По слову великого египетского подвижника следствием грехопадения стало не только утрата человеком Бога ("он умер для Бога"), но и ниспадение человека в рабство к диаволу, который стал властвовать над Адамом и его потомками могущественно."Адам, преступив Божию заповедь и послушав лукавого змия, продал и уступил себя в собственность диаволу, и в душу, - эту прекрасную тварь, которую уготовал Бог по образу Своему, - облекся лукавый". Человек стал всецело зависеть от диавола и погрузился во тьму греха. Пр. Макарий многократно, посредством впечатляющих образов, раскрывал эту мысль: "Лукавый князь — царство тьмы, вначале пленив человека, так обложил и облек душу властью тьмы, как облекают человека, чтобы сделать его царем и дать ему все царские одеяния, и чтобы от головы до ногтей носил он на себе все царское. Так лукавый князь облек грехом душу, все существо ее, и всю осквернил, всю пленил в царство свое, не оставил в ней свободным от своей власти ни одного члена ее, ни помыслов, ни ума, ни тела, но облек ее в порфиру тьмы. Как в теле страждет ни одна его часть, или не один его член, но все оно всецело подвержено страданиям: так и душа вся пострадала от немощей порока и греха. Лукавый всю душу, эту необходимую часть человека, этот необходимый член его, облек в злобу свою, то есть в грех; и таким образом, тело соделалось страждущим и тленным". С момента грехопадения диавол непрестанно разрушает человеческое естество грехом и страстями так, что "ни один член души и тела не свободен и не может не страдать от живущего в нас греха".

****************************************

Что нужно сделать => Определите, согласуются ли с отрывком о грехопадении выше утверждения (a), (b) и (c). На каждое ответьте «да» или «нет» и точно процитируйте решающие слова отрывка. (a) Адам продал себя в собственность диаволу. (b) Лукавый князь оставил помыслы и ум души свободными от своей власти. (c) Тело стало страждущим и тленным.

****************************************

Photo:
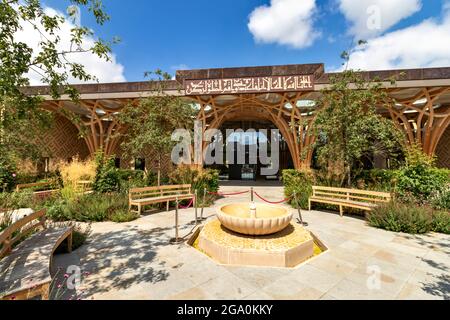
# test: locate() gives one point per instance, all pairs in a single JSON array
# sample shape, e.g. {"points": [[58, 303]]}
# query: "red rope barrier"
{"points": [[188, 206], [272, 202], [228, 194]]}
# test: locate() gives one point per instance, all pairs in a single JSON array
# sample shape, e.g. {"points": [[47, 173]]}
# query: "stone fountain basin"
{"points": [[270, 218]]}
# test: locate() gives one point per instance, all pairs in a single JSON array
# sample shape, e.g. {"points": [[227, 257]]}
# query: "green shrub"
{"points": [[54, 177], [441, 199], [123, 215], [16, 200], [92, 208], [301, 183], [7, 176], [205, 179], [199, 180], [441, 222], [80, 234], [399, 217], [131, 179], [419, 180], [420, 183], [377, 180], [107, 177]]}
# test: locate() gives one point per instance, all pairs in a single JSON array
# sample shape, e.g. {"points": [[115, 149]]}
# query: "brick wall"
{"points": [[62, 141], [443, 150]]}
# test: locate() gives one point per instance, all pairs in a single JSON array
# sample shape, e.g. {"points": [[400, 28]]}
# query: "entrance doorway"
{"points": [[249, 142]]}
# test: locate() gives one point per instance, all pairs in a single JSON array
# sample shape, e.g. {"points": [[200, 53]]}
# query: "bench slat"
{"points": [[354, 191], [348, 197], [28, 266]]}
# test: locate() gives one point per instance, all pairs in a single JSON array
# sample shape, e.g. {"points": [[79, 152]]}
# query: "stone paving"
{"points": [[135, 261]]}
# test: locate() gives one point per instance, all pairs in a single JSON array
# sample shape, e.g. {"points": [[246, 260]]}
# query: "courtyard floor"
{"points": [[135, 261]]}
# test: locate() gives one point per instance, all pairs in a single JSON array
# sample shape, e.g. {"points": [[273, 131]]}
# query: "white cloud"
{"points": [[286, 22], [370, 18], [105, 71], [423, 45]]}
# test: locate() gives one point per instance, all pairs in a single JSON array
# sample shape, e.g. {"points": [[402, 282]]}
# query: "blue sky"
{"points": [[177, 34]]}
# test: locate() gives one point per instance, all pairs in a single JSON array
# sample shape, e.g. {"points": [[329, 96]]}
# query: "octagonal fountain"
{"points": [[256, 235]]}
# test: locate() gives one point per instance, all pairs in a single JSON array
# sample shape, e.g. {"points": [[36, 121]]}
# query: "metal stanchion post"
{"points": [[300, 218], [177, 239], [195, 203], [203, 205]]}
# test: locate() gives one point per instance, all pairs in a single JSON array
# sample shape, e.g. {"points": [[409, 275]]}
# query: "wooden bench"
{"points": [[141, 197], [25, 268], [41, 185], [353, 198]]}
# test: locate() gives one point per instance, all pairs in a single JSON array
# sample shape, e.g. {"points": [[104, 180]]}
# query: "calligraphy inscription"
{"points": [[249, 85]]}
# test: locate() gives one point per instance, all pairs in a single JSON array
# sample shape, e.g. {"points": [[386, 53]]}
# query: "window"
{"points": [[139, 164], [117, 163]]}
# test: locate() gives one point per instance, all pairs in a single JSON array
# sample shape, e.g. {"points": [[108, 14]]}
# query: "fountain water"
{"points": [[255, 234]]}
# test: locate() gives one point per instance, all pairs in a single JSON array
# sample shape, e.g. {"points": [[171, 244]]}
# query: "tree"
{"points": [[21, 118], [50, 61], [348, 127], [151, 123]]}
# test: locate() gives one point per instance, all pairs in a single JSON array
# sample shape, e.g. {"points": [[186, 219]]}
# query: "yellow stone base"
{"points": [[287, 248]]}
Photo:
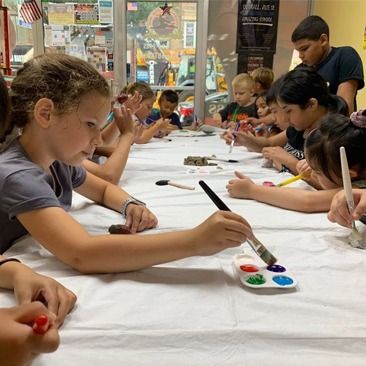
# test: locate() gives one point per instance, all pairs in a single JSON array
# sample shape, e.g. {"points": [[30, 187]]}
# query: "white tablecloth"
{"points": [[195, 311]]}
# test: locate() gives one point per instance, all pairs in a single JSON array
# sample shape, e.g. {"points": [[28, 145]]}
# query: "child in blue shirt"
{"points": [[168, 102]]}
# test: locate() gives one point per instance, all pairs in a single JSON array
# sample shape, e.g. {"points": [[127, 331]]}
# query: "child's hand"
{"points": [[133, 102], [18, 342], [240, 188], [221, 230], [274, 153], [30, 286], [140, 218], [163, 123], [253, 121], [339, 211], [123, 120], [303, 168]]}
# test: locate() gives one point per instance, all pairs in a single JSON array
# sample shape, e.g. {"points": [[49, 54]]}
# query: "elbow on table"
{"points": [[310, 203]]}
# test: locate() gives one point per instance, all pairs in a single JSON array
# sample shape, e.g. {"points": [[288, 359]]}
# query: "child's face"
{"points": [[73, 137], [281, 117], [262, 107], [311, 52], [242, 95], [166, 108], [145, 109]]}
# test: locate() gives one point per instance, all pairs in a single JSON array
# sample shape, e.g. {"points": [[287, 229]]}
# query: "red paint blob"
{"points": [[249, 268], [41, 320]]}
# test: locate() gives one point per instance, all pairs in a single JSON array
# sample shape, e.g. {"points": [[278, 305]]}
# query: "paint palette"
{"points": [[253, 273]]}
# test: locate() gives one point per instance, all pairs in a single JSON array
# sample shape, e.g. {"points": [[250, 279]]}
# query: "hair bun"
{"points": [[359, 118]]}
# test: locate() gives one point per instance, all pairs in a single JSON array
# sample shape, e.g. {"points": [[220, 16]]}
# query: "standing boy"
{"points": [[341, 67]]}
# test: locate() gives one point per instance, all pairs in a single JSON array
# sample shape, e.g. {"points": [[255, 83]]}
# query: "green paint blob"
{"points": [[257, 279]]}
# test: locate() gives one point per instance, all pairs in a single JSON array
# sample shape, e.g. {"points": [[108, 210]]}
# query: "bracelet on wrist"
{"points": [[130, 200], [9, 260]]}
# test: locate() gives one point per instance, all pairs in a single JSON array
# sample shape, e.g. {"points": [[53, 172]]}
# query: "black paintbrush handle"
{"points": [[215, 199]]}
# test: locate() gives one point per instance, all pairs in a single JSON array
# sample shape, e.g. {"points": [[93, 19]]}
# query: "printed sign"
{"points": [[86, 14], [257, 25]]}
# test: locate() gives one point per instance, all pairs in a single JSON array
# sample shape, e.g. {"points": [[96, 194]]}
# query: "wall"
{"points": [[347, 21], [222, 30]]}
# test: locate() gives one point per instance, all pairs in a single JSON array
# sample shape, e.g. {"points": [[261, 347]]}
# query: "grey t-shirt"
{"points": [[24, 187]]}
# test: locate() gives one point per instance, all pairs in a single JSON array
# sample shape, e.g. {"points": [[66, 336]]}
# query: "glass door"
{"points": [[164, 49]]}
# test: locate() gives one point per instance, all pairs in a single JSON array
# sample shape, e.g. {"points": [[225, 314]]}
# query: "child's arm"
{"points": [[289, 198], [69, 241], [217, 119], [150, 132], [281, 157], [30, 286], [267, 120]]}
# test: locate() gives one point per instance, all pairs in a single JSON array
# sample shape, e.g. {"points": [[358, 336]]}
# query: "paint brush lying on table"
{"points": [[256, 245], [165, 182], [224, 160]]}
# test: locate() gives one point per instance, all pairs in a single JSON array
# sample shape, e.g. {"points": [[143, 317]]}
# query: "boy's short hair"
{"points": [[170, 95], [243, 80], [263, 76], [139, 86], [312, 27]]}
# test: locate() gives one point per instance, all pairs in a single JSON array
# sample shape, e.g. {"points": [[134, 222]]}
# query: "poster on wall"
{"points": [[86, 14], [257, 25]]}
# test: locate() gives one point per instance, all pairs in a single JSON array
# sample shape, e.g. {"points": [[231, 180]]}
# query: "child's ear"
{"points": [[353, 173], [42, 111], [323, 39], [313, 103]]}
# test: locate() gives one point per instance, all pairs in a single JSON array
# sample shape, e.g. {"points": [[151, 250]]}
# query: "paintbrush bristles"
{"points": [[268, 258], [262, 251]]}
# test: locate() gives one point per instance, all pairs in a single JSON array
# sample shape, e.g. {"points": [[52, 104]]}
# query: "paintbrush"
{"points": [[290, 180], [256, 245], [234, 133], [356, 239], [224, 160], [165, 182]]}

****************************************

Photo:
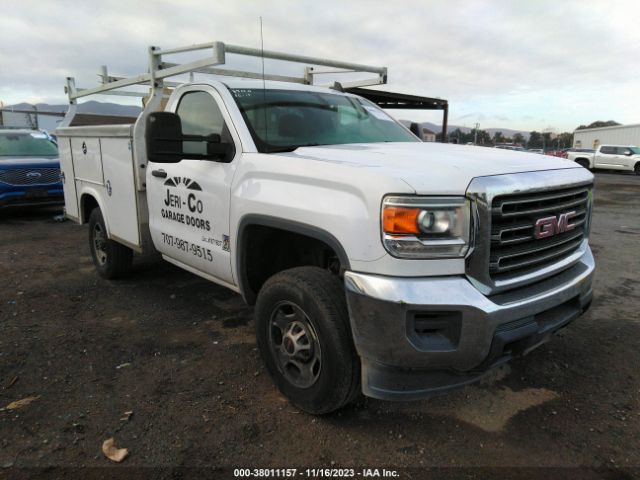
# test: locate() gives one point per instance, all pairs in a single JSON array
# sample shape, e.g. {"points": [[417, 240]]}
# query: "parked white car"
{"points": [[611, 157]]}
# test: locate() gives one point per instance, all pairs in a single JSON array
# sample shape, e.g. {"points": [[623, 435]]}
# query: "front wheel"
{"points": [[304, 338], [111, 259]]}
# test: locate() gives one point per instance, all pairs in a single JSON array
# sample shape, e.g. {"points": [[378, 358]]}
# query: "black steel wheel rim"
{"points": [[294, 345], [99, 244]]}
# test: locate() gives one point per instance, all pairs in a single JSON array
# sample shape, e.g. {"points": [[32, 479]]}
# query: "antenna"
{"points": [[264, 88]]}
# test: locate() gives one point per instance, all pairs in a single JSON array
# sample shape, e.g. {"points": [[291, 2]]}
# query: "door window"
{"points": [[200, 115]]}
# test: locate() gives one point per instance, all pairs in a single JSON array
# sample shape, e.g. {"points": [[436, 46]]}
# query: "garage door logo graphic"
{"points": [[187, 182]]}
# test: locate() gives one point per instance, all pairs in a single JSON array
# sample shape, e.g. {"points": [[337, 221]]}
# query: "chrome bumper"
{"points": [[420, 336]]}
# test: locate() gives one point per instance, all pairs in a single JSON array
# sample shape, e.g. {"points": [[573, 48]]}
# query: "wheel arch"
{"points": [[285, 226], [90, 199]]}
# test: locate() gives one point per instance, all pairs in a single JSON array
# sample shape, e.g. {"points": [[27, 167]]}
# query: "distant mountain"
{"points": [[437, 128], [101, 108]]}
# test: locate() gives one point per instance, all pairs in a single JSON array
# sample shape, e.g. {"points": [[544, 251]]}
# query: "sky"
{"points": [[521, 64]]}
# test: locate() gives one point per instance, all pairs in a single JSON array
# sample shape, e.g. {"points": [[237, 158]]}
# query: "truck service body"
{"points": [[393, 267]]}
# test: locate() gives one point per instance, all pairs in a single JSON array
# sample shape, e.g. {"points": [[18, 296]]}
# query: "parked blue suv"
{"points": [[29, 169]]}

****************************************

Итоговый результат =>
(a) Да: «продал и уступил себя в собственность диаволу».
(b) Нет: «не оставил в ней свободным от своей власти ни одного члена ее, ни помыслов, ни ума, ни тела».
(c) Да: «тело соделалось страждущим и тленным».